2.4. Differentially Methylated Sites (DMSs) and Differentially Methylated Genes (DMGs) between P3A and P3B

According to the sequencing depth information of the methylation sites, the methylation levels of each gene were calculated, and the differentially methylated genes (DMGs) of the CMS line P3A and maintainer line P3B were compared. Using IsoSeq full-length cDNA sequences, a total of 2806 unique methylated sites were identified as differentially methylated sites (DMSs), collectively containing 1792 CCGG sites and 1014 CCWGG sites. These 2806 unique methylated sites corresponded to 650 DMGs, including 521 DMGs with CCGG sites and 129 DMGs with CCWGG sites. Among those CCGG sites in DMGs, 274 and 247 were identified as up- and downregulated, respectively; for the CCWGG sites in DMGs, 39 and 90 were characterized as up- and downregulated, respectively (P3A vs. P3B, p < 0.05, log2FC > 1, Table 2 and Table S2).

::::::

** Things to do **
**1.** In the methylation passage, how many differentially methylated genes did the 2806 unique methylated sites correspond to?
**2.** Repeat the part of the methylation passage starting at "According to the" and ending at "and Table S2).".
The lines given next are separate material, unrelated to the methylation passage.

::::::

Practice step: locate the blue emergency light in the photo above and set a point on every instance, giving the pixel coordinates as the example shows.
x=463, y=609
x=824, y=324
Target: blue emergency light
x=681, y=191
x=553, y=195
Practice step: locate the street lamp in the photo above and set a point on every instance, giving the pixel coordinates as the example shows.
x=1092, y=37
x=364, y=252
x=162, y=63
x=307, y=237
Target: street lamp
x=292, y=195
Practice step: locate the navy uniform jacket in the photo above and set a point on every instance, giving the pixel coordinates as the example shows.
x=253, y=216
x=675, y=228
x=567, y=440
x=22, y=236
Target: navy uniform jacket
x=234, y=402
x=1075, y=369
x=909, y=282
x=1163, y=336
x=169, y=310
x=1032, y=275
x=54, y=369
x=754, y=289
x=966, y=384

::::::

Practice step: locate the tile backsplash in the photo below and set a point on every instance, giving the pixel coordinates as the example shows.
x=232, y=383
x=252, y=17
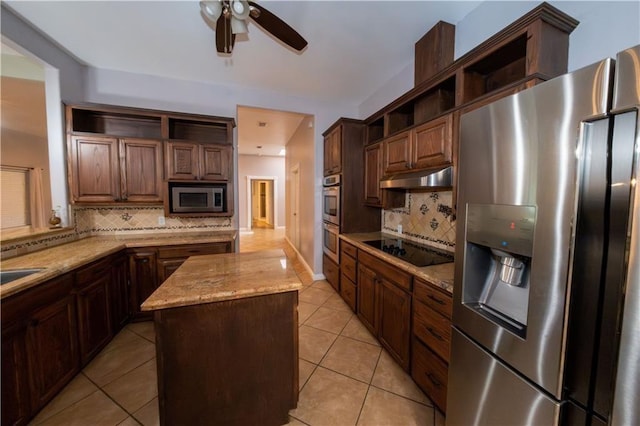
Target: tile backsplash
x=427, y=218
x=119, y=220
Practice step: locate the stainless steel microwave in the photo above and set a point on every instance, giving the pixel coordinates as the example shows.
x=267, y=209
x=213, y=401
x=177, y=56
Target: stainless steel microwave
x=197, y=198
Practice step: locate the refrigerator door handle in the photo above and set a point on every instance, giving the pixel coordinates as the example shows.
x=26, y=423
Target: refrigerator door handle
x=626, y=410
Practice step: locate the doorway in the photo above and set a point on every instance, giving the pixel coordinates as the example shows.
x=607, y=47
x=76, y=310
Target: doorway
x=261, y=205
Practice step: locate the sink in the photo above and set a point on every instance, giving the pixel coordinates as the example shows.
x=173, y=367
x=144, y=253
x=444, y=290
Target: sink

::::::

** Solutions to the problems **
**1.** They corresponded to 650 differentially methylated genes.

**2.**
According to the sequencing depth information of the methylation sites, the methylation levels of each gene were calculated, and the differentially methylated genes (DMGs) of the CMS line P3A and maintainer line P3B were compared. Using IsoSeq full-length cDNA sequences, a total of 2806 unique methylated sites were identified as differentially methylated sites (DMSs), collectively containing 1792 CCGG sites and 1014 CCWGG sites. These 2806 unique methylated sites corresponded to 650 DMGs, including 521 DMGs with CCGG sites and 129 DMGs with CCWGG sites. Among those CCGG sites in DMGs, 274 and 247 were identified as up- and downregulated, respectively; for the CCWGG sites in DMGs, 39 and 90 were characterized as up- and downregulated, respectively (P3A vs. P3B, p < 0.05, log2FC > 1, Table 2 and Table S2).